WORK INSTRUCTIONS:
A word-for-word copy of the entries below is required.

SUPPLIED DATA:
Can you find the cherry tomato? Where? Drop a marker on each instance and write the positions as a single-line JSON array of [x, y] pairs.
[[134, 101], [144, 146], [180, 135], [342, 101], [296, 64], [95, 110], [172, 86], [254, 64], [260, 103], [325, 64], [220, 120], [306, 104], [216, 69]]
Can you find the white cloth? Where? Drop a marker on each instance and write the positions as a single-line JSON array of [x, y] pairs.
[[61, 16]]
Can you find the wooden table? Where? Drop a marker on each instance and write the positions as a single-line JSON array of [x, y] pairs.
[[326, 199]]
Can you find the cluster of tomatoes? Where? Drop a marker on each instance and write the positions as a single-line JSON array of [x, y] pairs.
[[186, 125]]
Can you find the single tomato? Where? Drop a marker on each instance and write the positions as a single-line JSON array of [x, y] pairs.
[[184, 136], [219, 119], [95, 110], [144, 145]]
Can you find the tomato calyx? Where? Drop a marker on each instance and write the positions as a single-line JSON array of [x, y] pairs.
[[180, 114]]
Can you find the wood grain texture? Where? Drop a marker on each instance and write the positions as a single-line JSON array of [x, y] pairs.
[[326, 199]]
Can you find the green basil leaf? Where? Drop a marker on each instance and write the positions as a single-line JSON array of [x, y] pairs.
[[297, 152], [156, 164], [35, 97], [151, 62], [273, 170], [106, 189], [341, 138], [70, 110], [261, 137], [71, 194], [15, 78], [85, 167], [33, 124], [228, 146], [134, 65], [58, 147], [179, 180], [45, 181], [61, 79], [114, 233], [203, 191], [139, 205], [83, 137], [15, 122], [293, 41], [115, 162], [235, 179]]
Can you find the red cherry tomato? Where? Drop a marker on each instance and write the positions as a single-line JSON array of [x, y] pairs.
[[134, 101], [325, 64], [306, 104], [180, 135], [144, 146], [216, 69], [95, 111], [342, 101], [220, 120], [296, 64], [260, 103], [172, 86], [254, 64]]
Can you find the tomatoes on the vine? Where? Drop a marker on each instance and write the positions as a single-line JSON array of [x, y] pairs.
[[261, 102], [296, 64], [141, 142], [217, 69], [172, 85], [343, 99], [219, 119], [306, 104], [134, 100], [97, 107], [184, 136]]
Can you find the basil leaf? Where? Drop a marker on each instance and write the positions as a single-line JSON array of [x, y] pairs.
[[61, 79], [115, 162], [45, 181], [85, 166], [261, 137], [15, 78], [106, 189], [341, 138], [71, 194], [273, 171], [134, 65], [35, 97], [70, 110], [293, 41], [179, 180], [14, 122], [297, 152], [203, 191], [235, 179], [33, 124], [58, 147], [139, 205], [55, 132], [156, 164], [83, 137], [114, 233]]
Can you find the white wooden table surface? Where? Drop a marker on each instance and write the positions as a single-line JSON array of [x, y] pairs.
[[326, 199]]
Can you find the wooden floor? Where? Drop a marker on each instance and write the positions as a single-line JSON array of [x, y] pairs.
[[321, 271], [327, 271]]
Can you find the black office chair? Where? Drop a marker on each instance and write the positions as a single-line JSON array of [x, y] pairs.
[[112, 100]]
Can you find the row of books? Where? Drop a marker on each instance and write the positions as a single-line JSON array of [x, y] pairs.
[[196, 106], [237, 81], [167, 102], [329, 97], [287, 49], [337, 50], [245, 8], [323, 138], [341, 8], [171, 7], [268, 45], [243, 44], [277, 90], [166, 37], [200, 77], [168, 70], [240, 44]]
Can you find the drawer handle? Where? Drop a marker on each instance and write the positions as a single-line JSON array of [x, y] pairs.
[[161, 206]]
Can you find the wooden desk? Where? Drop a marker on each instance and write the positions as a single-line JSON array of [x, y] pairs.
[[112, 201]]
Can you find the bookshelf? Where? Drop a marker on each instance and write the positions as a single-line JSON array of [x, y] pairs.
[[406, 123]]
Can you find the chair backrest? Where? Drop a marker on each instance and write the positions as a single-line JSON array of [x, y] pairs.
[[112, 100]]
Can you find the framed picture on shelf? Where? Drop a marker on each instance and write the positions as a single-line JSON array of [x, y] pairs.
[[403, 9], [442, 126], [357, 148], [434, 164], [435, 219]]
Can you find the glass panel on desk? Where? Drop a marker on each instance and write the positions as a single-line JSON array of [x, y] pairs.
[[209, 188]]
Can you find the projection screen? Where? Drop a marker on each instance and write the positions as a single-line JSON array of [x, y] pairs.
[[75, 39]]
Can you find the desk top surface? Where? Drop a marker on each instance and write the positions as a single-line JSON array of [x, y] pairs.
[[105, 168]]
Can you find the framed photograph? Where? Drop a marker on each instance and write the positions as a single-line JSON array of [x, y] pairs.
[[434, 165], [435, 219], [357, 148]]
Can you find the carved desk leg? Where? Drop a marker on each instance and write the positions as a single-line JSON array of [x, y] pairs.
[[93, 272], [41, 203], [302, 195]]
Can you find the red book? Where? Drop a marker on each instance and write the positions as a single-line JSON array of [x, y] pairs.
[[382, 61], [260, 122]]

ANSWER FOR THIS EXERCISE:
Can you find the cherry tomato? Where? Drop a marker on each instance and write the positions as a single-line JSON array of [x, y] pairs.
[[134, 101], [144, 146], [180, 135], [342, 101], [296, 64], [95, 110], [172, 86], [254, 64], [260, 103], [325, 64], [220, 120], [306, 104], [216, 69]]
Can you find the white cloth? Where? Drop a marker on each instance and write the positions as a single-line JSON array of [x, y] pairs.
[[61, 16]]
Can you find the wooden table? Where? Drop a marker on each instance and write the positions as a single-line JSON array of [x, y] pairs.
[[326, 199]]
Can you find the cluster of tomatoes? Where? Drop a marker on each instance and write the positions as a single-line JSON array of [x, y] pairs.
[[186, 125]]
Can you find the single tomato? Where? Drop a marker on each instance and write the positions as a single-line JSON array of [x, y] pairs.
[[184, 136], [219, 119], [95, 110], [144, 145]]
Can you find the tomato calyx? Where? Drop a marker on each instance and write the positions as a single-line JSON array of [x, y] pairs.
[[180, 114]]
Can you find the wood grain texture? Where? Drop a marker on each instance and write the positions as a single-line JSON array of [x, y] pairs.
[[326, 199]]
Can you find the green basil leaf? Where? Drop a marker on each instance and write the positions as a single-line JSON array of [x, y] pairs.
[[297, 152], [156, 164], [35, 97], [151, 62], [273, 170], [106, 189], [341, 138], [70, 110], [261, 137], [71, 194], [15, 78], [85, 167], [33, 124], [228, 146], [134, 65], [58, 147], [179, 180], [45, 181], [61, 79], [114, 233], [203, 191], [139, 205], [83, 137], [15, 122], [293, 41], [115, 162], [235, 179]]
Can you find the red cherry tomato? Where? Drop a marker on each instance and write the positions as a single-line JSON array of [x, y] pairs.
[[134, 101], [325, 64], [306, 104], [180, 135], [144, 146], [216, 69], [95, 111], [342, 101], [220, 120], [296, 64], [260, 103], [172, 86], [254, 64]]
Can you find the tomatoes on the vine? Where? Drop a marker on each instance and write the positions as a single-line JSON array of [x, y] pairs.
[[261, 102], [296, 64], [141, 142], [217, 69], [172, 85], [343, 99], [219, 119], [306, 104], [134, 100], [97, 107], [184, 136]]
Can you find the basil leaf? Where? Drop a marker on each instance and write the positions as a single-line JSON array of [x, y] pairs.
[[61, 79], [115, 162], [45, 181], [85, 166], [261, 137], [15, 78], [106, 189], [341, 138], [71, 194], [273, 171], [134, 65], [35, 97], [70, 110], [293, 41], [179, 180], [14, 122], [297, 152], [203, 191], [235, 179], [33, 124], [58, 147], [139, 205], [55, 132], [156, 164], [83, 137], [114, 233]]
Can you find the white wooden table surface? Where? Drop a marker on each instance and write the positions as a single-line JSON array of [x, y] pairs.
[[326, 199]]
Can you find the wooden floor? Where? Drop a marker on each instance and write the positions as a single-line JSON array of [x, y] pairs.
[[321, 271], [327, 271]]
Can you find the black office chair? Where? Drop a marker on each instance and write the positions as a single-line JSON array of [x, y] pairs.
[[112, 100]]
Can you find the row of books? Where? Drop a marker on each instance and write the positions as a single-line JSON array of [x, y] pairs.
[[196, 106], [237, 81], [167, 102], [329, 97], [287, 49], [337, 50], [245, 8], [323, 138], [341, 8], [171, 7], [268, 45], [243, 44], [277, 90], [166, 37], [200, 77], [168, 70], [240, 44]]
Can you find the drawer handle? Where? Drop a marker on each instance and write the positions as a single-line JSON array of [x, y] pairs.
[[161, 206]]
Can you find the wooden desk? Where? Drop a marker on each instance and write the positions as a single-line JSON array of [x, y] pairs.
[[112, 201]]
Can you find the bookshelf? Where? Drop a marker on each instance and write the positions as a single-line JSON array of [x, y] pairs.
[[406, 123]]
Can you find the chair backrest? Where? Drop a marker on each instance and write the positions as a single-line JSON array of [x, y] pairs.
[[112, 100]]
Can you find the framed picture on shelf? Where? Drop a marker on each instance and write the positions as a single-line JSON array of [x, y] pairs.
[[403, 9], [442, 126], [357, 148], [434, 164], [435, 219]]
Can you find the glass panel on desk? Where? Drop a marker on each instance and write the positions as a single-line JSON array of [x, y] pairs.
[[209, 188]]
Can you find the projection screen? Where? Drop a marker on each instance and write the positions as a single-line JSON array of [x, y] pairs.
[[75, 39]]
Can you find the desk top surface? Where? Drop a marker on each instance and write the positions as a single-line JSON array of [x, y] pairs.
[[105, 168]]
Can you find the framed photograph? Where? Drop a marker on each instance and write the positions as a single-line JSON array of [x, y] pairs.
[[434, 165], [435, 219], [357, 148]]
Can you find the carved desk leg? Where? Drop a marker on each instance and write the positions as a single-line JSON array of [x, y] pairs.
[[93, 272], [41, 203], [302, 195]]
Can you find the red book? Where? Drop a marker on each instance and write the positions as a single-line JSON array of [x, y] pairs.
[[382, 61], [260, 122]]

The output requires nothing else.